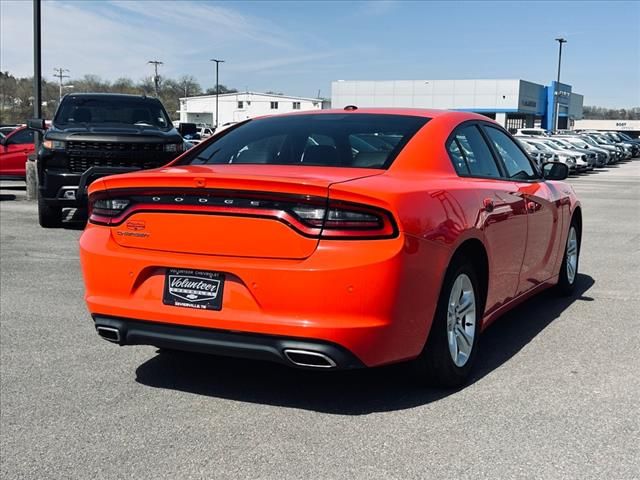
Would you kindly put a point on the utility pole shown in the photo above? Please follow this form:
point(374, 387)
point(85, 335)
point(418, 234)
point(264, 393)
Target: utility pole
point(156, 79)
point(560, 41)
point(31, 168)
point(60, 75)
point(218, 62)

Work to be completed: Can you copy the records above word for word, leaving out the picture?

Task answer:
Would you kindly put a point on the utility pole shown in the photo above? Please follow this form:
point(374, 387)
point(85, 335)
point(418, 234)
point(264, 393)
Target: utility pole
point(156, 79)
point(560, 41)
point(31, 168)
point(60, 75)
point(218, 62)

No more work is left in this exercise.